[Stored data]
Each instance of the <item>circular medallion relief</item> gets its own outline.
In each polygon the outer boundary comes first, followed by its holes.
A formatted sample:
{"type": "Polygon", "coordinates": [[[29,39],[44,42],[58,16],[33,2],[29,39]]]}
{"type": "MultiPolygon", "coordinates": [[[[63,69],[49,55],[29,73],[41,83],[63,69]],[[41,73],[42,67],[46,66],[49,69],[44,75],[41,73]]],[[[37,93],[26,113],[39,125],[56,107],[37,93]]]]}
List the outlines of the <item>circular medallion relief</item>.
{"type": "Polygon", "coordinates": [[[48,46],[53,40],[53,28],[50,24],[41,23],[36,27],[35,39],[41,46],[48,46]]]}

Short task: Rewrite the records above, substituting "round medallion carving" for "circular medallion relief" wherever it occurs and leaving everything else unchanged.

Result:
Each instance of the <item>round medallion carving</item> gets its own outline.
In each polygon the outer boundary comes first, followed by its holes.
A formatted sample:
{"type": "Polygon", "coordinates": [[[29,39],[44,42],[58,16],[33,2],[29,39]]]}
{"type": "MultiPolygon", "coordinates": [[[[63,69],[49,55],[29,73],[41,83],[63,69]],[[41,73],[42,67],[46,66],[49,69],[44,75],[41,73]]],[[[37,93],[26,113],[39,125],[56,107],[37,93]]]]}
List the outlines of the <item>round medallion carving</item>.
{"type": "Polygon", "coordinates": [[[48,46],[53,40],[53,28],[50,24],[41,23],[36,27],[35,39],[41,46],[48,46]]]}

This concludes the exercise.